§ Given passage:
━━━━━━━━

The Attorney General’s announcement on Tuesday that President Trump had decided to wind down the Deferred Action for Childhood Arrivals Program (DACA) sent news and social media into a predictable frenzy. President Trump has generally been at odds with large segments of the immigrant community, particularly the undocumented immigrants who have entered the country illegally, so many have interpreted this decision as an attack on immigrants, especially children who were innocent in their arrival here but have since become productive contributors to society.
I understand this response, but I don’t think it’s the right one at this point, and it’s particularly troubling that churches have accepted this interpretation. Yes, we should “mourn with those who mourn,” but there is also “a time to mourn” and I don’t think now is such a time.
We should be willing to listen to what was said…
Many have followed in former-President Obama’s footsteps by calling the end of DACA an assault on “our best and brightest young people.” This includes many church and denominational organizations who have posted statements of grief and mourning for the “uncertainty and injustice that so many young immigrants are experiencing.” Both of these responses treat the situation as if DACA was repealed and people were being deported starting today, and both of responses assert that the policy change is an assault on the people benefitting from the policy. But, is that what was said?
If you read Attorney General Sessions’ statement, there are certainly a few comments on the negative effects of illegal immigration. However, any reasonable evaluation of the statement would admit that the thrust of the argument is not focused on the immigrants themselves. Instead, the issue revolves around the lack of legal authority that then-President Obama had to take such action.
Sessions’ quoting of Jonathan Turley, professor of law at George Washington University, captures the argument best:
“In ordering this blanket exception, President Obama was nullifying part of a law that he simply disagreed with… If a president can claim sweeping discretion to suspend key federal laws, the entire legislative process becomes little more than a pretense… The circumvention of the legislative process not only undermines the authority of this branch but destabilizes the tripartite system as a whole.”

━━━━━━━━

§ Given data:
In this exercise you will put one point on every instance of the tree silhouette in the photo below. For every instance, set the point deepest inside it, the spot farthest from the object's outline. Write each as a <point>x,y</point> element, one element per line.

━━━━━━━━

§ Required tasks:
[a] In the DACA passage, substitute "congregations" for "churches" and write out the stretch from "I understand this" to "such a time.".
[b] Answer these questions from the DACA passage:
(i) On what day was the Attorney General's announcement made?
(ii) At which university is Jonathan Turley a professor of law?
(iii) According to the passage, what does the issue in Sessions' statement revolve around?

§ Set of answers:
[a]
I understand this response, but I don’t think it’s the right one at this point, and it’s particularly troubling that congregations have accepted this interpretation. Yes, we should “mourn with those who mourn,” but there is also “a time to mourn” and I don’t think now is such a time.

[b]
(i) Tuesday.
(ii) George Washington University.
(iii) The lack of legal authority that then-President Obama had to take such action.